Pick up the exhibition text about the works of Britt Ferns and Giorgia Bel and continue it from its last sentence.

BEGIN Study text

OPENING NIGHT EVENT: SATURDAY THE 10TH OF SEPTEMBER 6PM TILL 9PM!
Showing Dates: Friday the 2nd September till Wednesday the 28th of September.
With flat compositions and framed, still subjects, the works of Britt Ferns and Giorgia Bel echo similarities. The parallels of their philosophies exist in the evocation of a minimal realism that speaks to memories, impressions and oral narrative. Hailing from Awabakal land, both Bel and Ferns are self-taught artists. With a commitment to their craft and a connection to the land, Bel and Ferns are drawn to the natural ochres and pigments that are native to the Australian earth.
While Ferns’ philosophy is deeply entrenched in her cultural identity, in this series she pays homage to her current location. Mexico lends itself perfectly as muse to Fern’s work – its old walls that hold the passage of time within them, that layer life and stories from the past. Ferns’ palette echoes what she sees – vibrant colours, surfaces and textures are parallel to her signature flat planed, cubist subjects and stucco finish. There is a layering of what she sees that is interspersed with what she paints. The familiar portraits of faces who represent her heritage; those of darkened features, recurring motifs of the sombrero and hibiscus flower, and still life arrangements that express a cultural connection to place.

END Study text
BEGIN Recorded information

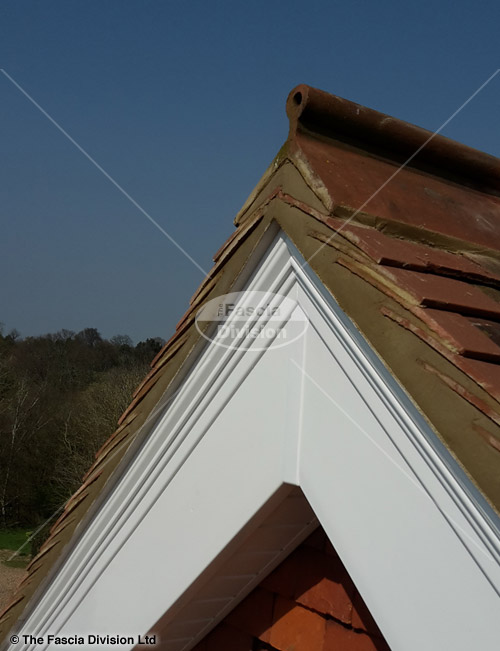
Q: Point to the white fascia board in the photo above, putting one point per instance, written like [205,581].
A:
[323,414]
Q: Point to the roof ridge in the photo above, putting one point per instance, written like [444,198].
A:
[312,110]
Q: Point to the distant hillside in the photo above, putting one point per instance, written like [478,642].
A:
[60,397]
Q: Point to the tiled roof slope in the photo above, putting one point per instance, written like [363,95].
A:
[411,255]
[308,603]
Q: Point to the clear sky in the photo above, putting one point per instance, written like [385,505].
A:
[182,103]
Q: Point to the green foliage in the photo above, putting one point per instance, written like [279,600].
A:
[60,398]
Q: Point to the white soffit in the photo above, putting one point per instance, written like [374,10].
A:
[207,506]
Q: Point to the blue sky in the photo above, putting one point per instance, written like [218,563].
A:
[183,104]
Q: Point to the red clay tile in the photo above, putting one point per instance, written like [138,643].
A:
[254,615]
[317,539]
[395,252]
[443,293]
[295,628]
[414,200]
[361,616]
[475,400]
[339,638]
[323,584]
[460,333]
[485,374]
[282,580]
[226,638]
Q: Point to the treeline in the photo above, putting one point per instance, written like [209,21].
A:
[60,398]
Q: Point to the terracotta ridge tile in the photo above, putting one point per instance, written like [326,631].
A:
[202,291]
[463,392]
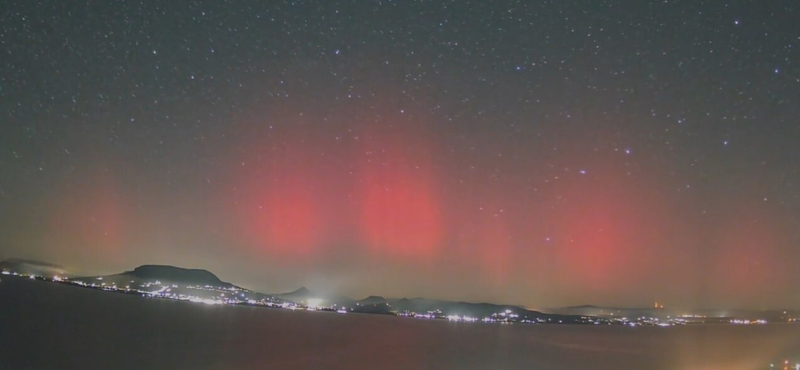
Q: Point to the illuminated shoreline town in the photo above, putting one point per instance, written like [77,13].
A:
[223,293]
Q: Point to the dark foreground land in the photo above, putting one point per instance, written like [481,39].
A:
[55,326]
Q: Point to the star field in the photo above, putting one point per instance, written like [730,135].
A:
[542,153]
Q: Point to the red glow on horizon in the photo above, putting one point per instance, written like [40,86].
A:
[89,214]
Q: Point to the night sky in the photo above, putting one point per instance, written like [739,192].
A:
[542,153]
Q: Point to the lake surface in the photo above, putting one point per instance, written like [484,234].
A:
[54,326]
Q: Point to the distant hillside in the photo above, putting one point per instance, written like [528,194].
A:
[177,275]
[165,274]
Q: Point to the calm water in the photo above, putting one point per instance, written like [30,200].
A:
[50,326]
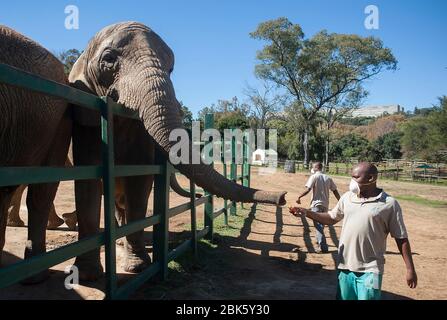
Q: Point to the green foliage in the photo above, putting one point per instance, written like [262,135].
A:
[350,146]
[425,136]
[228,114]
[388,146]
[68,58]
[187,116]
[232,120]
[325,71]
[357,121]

END Recorded information
BEGIN Recorded information

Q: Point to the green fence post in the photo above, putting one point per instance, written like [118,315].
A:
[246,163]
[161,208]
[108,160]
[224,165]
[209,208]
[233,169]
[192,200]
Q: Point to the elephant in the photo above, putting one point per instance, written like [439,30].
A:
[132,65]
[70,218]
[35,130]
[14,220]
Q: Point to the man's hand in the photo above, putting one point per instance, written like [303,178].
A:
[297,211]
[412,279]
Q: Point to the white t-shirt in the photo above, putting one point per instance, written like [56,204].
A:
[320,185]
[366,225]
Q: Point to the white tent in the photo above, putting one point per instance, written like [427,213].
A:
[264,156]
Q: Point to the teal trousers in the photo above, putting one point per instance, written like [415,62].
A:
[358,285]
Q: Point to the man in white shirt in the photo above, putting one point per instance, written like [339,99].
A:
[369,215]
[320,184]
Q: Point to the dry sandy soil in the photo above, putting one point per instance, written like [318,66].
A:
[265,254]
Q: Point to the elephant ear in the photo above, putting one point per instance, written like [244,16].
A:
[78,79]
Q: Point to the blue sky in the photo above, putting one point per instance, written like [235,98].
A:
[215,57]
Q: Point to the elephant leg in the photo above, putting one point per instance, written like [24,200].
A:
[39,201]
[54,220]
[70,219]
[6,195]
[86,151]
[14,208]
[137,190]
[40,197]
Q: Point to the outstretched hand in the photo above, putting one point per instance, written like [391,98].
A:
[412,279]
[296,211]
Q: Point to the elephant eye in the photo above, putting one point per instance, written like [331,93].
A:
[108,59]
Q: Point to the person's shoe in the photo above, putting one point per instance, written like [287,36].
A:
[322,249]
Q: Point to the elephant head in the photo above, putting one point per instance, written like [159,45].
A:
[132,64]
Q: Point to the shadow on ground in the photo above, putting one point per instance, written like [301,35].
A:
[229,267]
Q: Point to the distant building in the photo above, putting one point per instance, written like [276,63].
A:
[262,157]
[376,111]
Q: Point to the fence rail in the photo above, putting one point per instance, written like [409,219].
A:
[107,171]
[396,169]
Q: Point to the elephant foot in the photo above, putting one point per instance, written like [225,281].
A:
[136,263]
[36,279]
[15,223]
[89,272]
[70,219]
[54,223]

END Recorded information

■ Answer for this exercise:
Bel’s palette and subjects hum a meditative silence of the bush and landscape of this Sunburnt Country. Her sombre palette and repetition of her subject echo a melancholia in her rhetoric. With looming, skeletal trees in the foreground, a Rothko-like treatment of canvas pulls the viewer in, posing a question – will you take a moment to bask in the silence? Bel’s connection to place, childhood memories and surrealist dreamscapes are evident as her paintings speak to her philosophy of art as medicine.